Can you rewrite the interview passage beginning with "JM: So what" and ending after "he get married?", putting "merchants" in place of "politicians"?

** Start of SOURCE EXCERPT **

PZ: That’s very interesting. I live in an apartment building that is above where the Allyn House Hotel used to be, at the corner of Asylum and Trumbull Street. It’s directly across the street from the building that my father bought in the 1930s. It had been a bank, which failed during the Depression. He turned the lower floor into a very popular restaurant. It was called the Capitol Grill. He also owned a parking garage on the spot where my apartment building stands. He owned the business, but leased the lot. The city finally bought it, tore it down, and built the Civic Center, which was eventually torn down and is now the XL Center. I can remember being with him one day, right after he had sold the business. It had run into some difficult times, because they just couldn’t get people to live downtown anymore.
JM: When did your grandparents come over from Italy?
PZ: My grandfather, Giovanni Zazzaro, came over through Ellis Island twice. The first time was about 1896 (1897). He was already married and had two children. He went to New Jersey. The second time, he came to Connecticut. Giovanni died in 1918. All of a sudden his children, including my father, had to make decisions about what to do. So the decision was made that some of the older brothers would go to work and help to get their younger brother Michael through school and college, and that’s the way it worked out. Michael went on to become a dentist.
The family arrived in the US slightly earlier than most of the Italian immigrants, so they became the political leaders. When the Italian vote became a big issue in the 20s and 30s, Tony became one of the Democratic Party bosses who delivered the Italian vote. He also owned a brewery.
In 1929, my father was working for Cities Service. They were opening up gas stations all over. He was trying to find new locations for the stations. Then the crash came, and he lost the job. But Tony had connections because he was in politics, so he got my father a job as the street commissioner. He had that job for a while, and then he got tired of being, you know, under Tony, in the sense that he owed him for the job and everything. He wasn’t married yet, so he didn’t have to support a family. So when the bank on Trumbull Street closed, he leased the first floor and opened up the Capitol Grill. He couldn’t even boil an egg, but it was a big success. He told me once, when I was just a kid: ‘Don’t ever go in the restaurant business. Don’t ever go into business where the people who work for you know more about how the business is run than you do. They will hold you up for ransom.’ He had that problem with chefs all the time.
JM: So what would he do, just greet everybody when they came in?
PZ: That’s right. He’d go table to table. He was very popular among the politicians and bankers. That’s how he got to know a lot of people. That’s how he ended up buying real estate. He would be chatting and someone would say, ‘Hey, there’s a piece of property I know about.’ He ended up buying the building he was in. And then he bought property across the street.
JM: He probably paid cash because a lot of the banks were closed.
PZ: With my father, everything was cash.
JM: When did he get married?
PZ: In 1939. He was 39. My mother, Ann, owned the house they lived in when they got married, because she had been married before to a man named Pierce. He died in 1932. They had four children. I was born in 1941.
JM: So when you grew up, were the Pierce kids in the household with you?
PZ: Only for a short time, because they were so much older.
JM: Did you grow up in that house?

** End of SOURCE EXCERPT **
** Start of RECORD SET **

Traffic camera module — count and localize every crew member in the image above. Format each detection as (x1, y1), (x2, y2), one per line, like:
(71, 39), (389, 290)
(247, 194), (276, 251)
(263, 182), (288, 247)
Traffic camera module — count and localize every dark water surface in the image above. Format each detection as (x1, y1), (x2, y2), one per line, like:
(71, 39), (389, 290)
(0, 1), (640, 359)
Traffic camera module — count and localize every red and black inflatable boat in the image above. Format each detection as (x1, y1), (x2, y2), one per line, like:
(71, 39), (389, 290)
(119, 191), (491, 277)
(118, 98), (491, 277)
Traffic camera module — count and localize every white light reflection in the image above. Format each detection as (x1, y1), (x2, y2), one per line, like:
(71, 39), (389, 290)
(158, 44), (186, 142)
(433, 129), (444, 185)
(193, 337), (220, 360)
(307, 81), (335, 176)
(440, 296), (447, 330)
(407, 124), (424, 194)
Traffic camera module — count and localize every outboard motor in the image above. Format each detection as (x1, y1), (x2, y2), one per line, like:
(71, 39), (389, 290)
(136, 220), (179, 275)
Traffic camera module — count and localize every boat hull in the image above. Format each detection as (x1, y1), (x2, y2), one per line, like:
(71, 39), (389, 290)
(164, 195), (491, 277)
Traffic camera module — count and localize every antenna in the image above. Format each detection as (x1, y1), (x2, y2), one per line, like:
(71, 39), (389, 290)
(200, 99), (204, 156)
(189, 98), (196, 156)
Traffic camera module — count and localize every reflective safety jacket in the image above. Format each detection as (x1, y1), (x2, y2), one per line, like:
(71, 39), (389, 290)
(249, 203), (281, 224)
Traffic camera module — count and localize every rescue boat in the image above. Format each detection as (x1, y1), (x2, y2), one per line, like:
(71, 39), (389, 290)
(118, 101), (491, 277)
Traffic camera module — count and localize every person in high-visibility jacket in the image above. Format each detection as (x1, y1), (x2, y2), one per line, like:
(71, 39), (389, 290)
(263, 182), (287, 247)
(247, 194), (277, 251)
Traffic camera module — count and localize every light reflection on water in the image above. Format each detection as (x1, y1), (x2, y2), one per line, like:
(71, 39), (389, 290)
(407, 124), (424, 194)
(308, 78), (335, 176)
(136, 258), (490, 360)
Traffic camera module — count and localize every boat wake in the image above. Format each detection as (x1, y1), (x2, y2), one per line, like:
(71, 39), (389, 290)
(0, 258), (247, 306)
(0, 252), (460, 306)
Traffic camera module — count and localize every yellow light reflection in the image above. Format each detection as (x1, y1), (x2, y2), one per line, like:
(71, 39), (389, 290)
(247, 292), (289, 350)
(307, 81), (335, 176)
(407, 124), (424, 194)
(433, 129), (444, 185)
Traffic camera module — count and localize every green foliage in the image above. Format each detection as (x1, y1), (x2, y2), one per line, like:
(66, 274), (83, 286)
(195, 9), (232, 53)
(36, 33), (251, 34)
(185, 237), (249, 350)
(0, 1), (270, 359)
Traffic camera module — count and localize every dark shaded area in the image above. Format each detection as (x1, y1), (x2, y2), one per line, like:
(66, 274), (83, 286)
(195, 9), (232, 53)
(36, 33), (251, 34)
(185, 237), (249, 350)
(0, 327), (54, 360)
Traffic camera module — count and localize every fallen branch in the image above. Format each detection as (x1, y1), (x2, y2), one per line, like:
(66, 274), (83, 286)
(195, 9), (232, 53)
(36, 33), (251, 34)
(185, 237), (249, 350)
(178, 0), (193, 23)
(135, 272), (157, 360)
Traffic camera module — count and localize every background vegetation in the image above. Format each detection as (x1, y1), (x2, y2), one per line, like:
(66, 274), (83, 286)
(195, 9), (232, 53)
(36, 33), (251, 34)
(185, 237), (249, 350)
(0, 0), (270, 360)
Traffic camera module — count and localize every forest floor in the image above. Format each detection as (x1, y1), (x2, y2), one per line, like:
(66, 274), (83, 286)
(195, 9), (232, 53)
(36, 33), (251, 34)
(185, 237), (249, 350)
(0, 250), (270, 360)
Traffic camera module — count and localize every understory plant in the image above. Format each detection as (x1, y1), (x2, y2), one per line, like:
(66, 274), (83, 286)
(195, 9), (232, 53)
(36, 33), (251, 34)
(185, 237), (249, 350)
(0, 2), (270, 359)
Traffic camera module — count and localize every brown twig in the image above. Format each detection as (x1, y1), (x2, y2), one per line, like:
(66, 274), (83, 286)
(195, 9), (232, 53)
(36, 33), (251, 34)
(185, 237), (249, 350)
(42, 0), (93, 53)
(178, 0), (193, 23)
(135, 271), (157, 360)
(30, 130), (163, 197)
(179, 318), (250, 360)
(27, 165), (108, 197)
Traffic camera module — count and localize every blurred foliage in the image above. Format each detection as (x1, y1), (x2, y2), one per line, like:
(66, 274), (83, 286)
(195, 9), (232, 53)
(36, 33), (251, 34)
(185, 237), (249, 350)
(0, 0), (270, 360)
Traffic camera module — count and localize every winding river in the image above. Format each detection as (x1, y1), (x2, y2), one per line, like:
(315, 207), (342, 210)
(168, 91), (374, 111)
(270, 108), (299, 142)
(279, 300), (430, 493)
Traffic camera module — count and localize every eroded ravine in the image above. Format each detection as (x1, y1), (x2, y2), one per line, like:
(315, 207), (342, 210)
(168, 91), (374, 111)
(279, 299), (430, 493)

** End of RECORD SET **

## SOLUTION
JM: So what would he do, just greet everybody when they came in?
PZ: That’s right. He’d go table to table. He was very popular among the merchants and bankers. That’s how he got to know a lot of people. That’s how he ended up buying real estate. He would be chatting and someone would say, ‘Hey, there’s a piece of property I know about.’ He ended up buying the building he was in. And then he bought property across the street.
JM: He probably paid cash because a lot of the banks were closed.
PZ: With my father, everything was cash.
JM: When did he get married?